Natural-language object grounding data

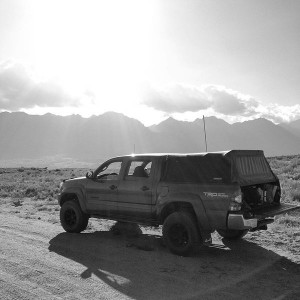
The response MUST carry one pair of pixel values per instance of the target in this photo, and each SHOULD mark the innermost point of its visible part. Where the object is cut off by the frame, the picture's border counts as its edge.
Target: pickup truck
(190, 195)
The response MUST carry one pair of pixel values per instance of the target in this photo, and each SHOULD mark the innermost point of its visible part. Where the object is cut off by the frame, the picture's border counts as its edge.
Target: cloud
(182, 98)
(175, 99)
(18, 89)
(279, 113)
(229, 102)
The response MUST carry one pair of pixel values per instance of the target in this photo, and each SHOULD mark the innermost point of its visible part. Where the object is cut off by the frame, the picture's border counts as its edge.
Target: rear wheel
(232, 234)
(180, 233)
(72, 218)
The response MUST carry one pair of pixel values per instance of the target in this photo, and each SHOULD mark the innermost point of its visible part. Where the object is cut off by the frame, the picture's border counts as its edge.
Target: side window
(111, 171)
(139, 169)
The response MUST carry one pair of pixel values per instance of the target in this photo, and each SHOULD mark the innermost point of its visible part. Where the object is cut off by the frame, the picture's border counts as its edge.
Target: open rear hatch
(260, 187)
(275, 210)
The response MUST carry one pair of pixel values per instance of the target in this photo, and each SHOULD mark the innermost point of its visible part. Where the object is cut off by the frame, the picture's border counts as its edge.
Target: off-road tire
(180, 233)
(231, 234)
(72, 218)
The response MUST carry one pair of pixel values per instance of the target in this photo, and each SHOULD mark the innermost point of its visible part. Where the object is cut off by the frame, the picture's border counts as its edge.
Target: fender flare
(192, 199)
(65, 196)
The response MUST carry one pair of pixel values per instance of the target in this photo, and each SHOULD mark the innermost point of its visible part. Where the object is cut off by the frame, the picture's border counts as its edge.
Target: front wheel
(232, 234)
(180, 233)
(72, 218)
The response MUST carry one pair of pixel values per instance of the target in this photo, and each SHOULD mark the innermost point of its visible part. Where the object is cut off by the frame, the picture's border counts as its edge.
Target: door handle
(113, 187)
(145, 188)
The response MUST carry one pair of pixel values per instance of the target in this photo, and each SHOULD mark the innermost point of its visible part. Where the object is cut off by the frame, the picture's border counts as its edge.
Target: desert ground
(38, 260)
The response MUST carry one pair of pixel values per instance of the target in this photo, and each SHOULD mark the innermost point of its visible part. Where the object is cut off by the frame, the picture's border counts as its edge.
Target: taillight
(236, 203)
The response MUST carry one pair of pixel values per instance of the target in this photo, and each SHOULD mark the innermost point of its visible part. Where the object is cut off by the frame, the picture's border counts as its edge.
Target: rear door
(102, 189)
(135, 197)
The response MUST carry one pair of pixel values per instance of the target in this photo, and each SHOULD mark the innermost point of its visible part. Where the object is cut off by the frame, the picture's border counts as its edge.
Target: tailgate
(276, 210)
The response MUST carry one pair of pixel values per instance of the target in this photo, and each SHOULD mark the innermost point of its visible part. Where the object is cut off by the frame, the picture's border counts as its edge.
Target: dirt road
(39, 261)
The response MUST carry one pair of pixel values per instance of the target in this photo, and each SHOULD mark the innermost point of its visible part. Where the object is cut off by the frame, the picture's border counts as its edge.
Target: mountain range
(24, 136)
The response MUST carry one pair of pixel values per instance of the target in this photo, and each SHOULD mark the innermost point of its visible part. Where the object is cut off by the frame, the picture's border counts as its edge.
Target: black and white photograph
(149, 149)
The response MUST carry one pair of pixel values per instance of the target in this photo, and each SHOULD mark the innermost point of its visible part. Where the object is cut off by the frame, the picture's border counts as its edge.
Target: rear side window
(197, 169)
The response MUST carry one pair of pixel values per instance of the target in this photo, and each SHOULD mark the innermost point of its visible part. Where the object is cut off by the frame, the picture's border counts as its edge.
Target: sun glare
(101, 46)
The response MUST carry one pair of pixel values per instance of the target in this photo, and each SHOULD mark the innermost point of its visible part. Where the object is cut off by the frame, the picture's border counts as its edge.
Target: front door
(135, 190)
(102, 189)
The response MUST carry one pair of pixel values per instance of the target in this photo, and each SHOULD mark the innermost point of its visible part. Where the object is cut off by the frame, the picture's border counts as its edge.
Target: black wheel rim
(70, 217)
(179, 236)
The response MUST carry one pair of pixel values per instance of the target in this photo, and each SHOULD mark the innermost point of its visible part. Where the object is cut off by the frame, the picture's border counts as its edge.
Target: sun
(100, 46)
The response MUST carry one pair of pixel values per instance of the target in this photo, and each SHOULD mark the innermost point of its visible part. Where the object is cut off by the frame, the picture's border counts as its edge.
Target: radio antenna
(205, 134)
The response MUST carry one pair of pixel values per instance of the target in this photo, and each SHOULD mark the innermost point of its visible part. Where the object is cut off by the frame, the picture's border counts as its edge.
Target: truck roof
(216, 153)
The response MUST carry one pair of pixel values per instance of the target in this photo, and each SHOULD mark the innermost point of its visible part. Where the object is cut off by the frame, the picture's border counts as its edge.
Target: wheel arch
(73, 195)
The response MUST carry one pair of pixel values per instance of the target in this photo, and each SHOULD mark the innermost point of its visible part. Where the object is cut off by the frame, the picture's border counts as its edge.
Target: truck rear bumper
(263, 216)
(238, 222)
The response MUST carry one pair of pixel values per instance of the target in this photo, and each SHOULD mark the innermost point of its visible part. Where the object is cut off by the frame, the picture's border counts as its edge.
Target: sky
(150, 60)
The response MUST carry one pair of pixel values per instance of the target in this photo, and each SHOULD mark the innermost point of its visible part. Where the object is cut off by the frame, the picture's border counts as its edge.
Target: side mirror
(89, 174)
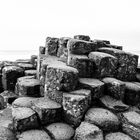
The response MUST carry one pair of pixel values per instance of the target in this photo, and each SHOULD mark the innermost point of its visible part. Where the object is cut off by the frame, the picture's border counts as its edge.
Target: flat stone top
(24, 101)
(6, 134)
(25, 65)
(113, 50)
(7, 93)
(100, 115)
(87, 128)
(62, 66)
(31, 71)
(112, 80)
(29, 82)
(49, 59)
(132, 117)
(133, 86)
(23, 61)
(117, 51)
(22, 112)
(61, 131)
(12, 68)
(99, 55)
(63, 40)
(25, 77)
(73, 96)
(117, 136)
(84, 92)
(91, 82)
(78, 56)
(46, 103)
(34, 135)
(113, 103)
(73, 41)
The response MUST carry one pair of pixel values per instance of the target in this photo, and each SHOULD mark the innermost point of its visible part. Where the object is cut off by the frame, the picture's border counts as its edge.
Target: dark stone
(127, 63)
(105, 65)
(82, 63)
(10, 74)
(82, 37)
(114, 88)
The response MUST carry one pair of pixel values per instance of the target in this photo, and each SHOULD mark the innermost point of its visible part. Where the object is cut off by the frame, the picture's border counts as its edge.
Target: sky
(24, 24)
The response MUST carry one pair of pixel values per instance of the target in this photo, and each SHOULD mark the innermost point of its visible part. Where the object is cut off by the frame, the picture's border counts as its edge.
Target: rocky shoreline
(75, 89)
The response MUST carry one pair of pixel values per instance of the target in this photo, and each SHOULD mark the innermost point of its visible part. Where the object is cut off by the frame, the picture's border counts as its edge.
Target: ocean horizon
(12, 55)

### [PROBLEM REQUIREMENTS]
Since only the text is needed, retype the data above exactly and omit the pictures.

### [PROBLEM SOLUTION]
The response MUST carry one pair of pixel values per instance of the target in this photo, and each SHOULD mark the innermost point of its visible part. Where the object is cut off by the frame, the picture's border counts as its edge.
Target: pickup truck
(190, 195)
The response MUST carry one pair of pixel values per instance of the target in this photo, and each SHOULD mark the innermost point of its visible part. Where the object is cut off by the frame, the picture's border counts as its edge.
Target: cloud
(182, 98)
(175, 99)
(18, 89)
(279, 113)
(229, 102)
The response MUST carry one pair of pixel values per instance of the target in this photo, and each SHOULD mark the innermost point of its visible part. Where the object is cut off by the frame, the picture's border counts as its edge.
Target: rear wheel
(232, 234)
(180, 233)
(72, 218)
The response MUST carry one pair of pixel values per instance of the target in this photo, and each SHOULD mark the innermost point of its visible part. Where the object is cut off by the frame, the picture's border counts as its edge.
Target: side window
(111, 171)
(139, 169)
The response MUST carry one pair of pixel values per instance of the target in this photo, and each SHOULD mark the innermost point of its visible part. Where the object is cut off by the frame, the picture's border counts as its edge.
Target: open rear hatch
(260, 187)
(275, 210)
The response MUST carry one pair of pixel values per instance of the target in this photo, and each SHOULD mark the innermost point of its visible part. Where the object is cut off by the frame, the picture's border counts as its edge.
Target: off-road tire
(180, 233)
(231, 234)
(72, 218)
The response MUST carry one pair of pixel values per instance of the target in this photo, and each SHOULD mark the innermost point of its visible part. Where the object is cut off by the frame, the picture's border counts as its edge.
Target: fender flare
(192, 199)
(65, 196)
The response MUST carry one pair of pixel values per instance of the target in this photo, and each SHOULD mark the innermost point of its visible part. Where the object is cut off by the frame, the picture's border counts as its edge.
Target: front wheel
(232, 234)
(180, 233)
(72, 218)
The response MUST carry one pair of pixel values per instance of the target in this photo, and each SHOULD mark the innermost point of its visible part. Where the object is cut off by the frame, the picture's border counts as its edge.
Target: door handle
(113, 187)
(145, 188)
The response MUST carry one pair of pixel values per instance of the target in this photo, and each SHOULD mark the innermost point of its visible part. Where the object is cut off by the frame, the picture's border counts as its edge.
Target: desert ground
(38, 260)
The response MUST carry one pair of pixel values per instance of the target in this photo, and each SHOULD mark the innermost point of its visible part. Where the object is cut off by the frame, the picture's border counts as its edge.
Target: taillight
(236, 203)
The response MUST carry one pair of pixel values per instance of the target in this photo, and each SHOULD mark the innermost point of its visible part. Where the object is cut off by the frame, the picture's border counts as its edge.
Target: rear door
(102, 189)
(135, 197)
The response MUST carry one pair of pixel values per instance of the target in this photo, and each SHOULD mark the innermost point of its visible part. Where the object is cut off by the frame, the picture's border counts as its edge.
Target: tailgate
(276, 210)
The response MUST carry one pair of pixel values per instance of the target in this photo, and each SHOULD mark the innermost point of its visible part. Where the object is cut off by the frame, the picture's border counts as its edge.
Target: dirt road
(39, 261)
The response MUST carry one pair of pixel values per instance of the target in this photo, and each SHOULD mark the innermost point of its visible part. Where the object is cut off by the frame, the picture's border counts as its edge.
Target: mountain range
(24, 136)
The response MUST carry one pair of pixel values per instance of the target in this photo, and each SHOULD mark the innermost point of its visible part. Where the object is cut off by the frame, the picture's border counts as its edge.
Target: black and white photograph
(149, 149)
The response MUST carry one pair of pixel values per instance of the target in this photo, and each SHOULD mark the innermost point of its visible part. Where the object is cut off by the frame, the picture's border counts as its edge.
Target: rear side window
(197, 169)
The response MUST carry one pair of pixel values per instance of the target in this photo, and each SHOULD mark the innermost point of its visible part. Where the object is cut off by the frame, the picture's border counts as its edge.
Target: sun glare
(101, 46)
The response MUST carry one pair of pixel values per instance of the target in this photo, and each SHOULD mark the innermost point of its visible part. Where the object is cut off by the frame, the picture's border counts as its edge.
Target: front door
(135, 190)
(102, 189)
The response MUST carry one pair of pixel values per instance of the target in this photo, and each SHOULD mark the innermost point of its visible part. Where the object is cut off by the frame, the picture's border counts as its edge.
Target: black wheel rim
(70, 217)
(179, 236)
The response MUST carry one pair of pixel values per instance of the target in this photo, and each SHOULD mark the innermost point of its visible part. Where the object is cut off by the frame, the picture's border counts as its edge.
Target: sun
(100, 46)
The response MUST carry one pair of pixel values per instance of the target in this photo, and each SHOULD mark the innermost point of its visible part. Where the object is cut off by the frame, the picture's border counts as its edge.
Target: radio antenna
(205, 134)
The response MUST carry one pair of pixel values per instance of the target in this photo, and each SHOULD mark the innermost point of its visible part. Where the object is cut off by the frame, the picture's border counts as its edge.
Target: truck roof
(216, 153)
The response MUST carry one pair of pixel values per instance of the target in this photo, and each SHOULD mark the innermost point of its visible part. Where the object is cut off by the frame, the picture's border counts as its edge.
Target: wheel arch
(73, 195)
The response MUST carry one pair of pixel values per instance of the target in this photo, and each SHOULD mark the innermost point of its visible part. Where the object is cut off by the frame, the picture's border counts as its edge.
Target: truck rear bumper
(263, 216)
(238, 222)
The response MUST carry one pair of pixel values per instance of the target in this photo, and each SHOULD mark the innermost point of its visible part. Where the object is cut off by the frame, the picture's border counts as its edge.
Target: sky
(150, 60)
The response MUST carry one pair of pixel values per instance of the target in this photo, and each SHOULD mark the innermost point of its visible part. Where the object is cut off by the frame, the picture's border counts as its edge.
Target: side mirror
(89, 174)
The response MUST carry one pair of pixel values per instance of the target in this photo, and each SHOULD mark the innermost point of its visible part. Where the object is cut off by the frame, the picture's border counts as its edge.
Target: flat stone top
(24, 101)
(6, 134)
(25, 65)
(113, 50)
(7, 93)
(100, 115)
(87, 128)
(62, 66)
(31, 71)
(112, 80)
(29, 82)
(49, 59)
(132, 117)
(133, 86)
(23, 61)
(117, 51)
(22, 112)
(61, 131)
(12, 68)
(99, 55)
(63, 40)
(25, 77)
(73, 96)
(117, 136)
(84, 92)
(91, 82)
(78, 56)
(46, 103)
(34, 135)
(113, 103)
(73, 41)
The response MUST carry one pair of pixel values per instance of the target in this photo, and each SHOULD mark the innermost point of its visible part. Where the object is cut off by the frame, the picture's border counts as its edge.
Target: dark stone
(127, 63)
(105, 65)
(82, 63)
(10, 74)
(82, 37)
(114, 88)
The response MUST carry one pair of pixel values per instance of the target in this photo, and each SHOULD mark the innermost point of its visible part. Where the object is cut off by the frame, the picture's border counts as its edge.
Target: sky
(24, 24)
The response MUST carry one pair of pixel values per instance of the target in this photo, and each SHOULD mark the innermost point of its visible part. Where the object is cut off by the frame, the picture's border counts as its edge.
Target: rocky shoreline
(75, 89)
The response MUST carry one pair of pixel values per instance of the target in this photo, and each SHOULD mark the innermost point of its visible part. Where the object is cut off by the frame, the picture's border counts as its edge.
Target: ocean horizon
(12, 55)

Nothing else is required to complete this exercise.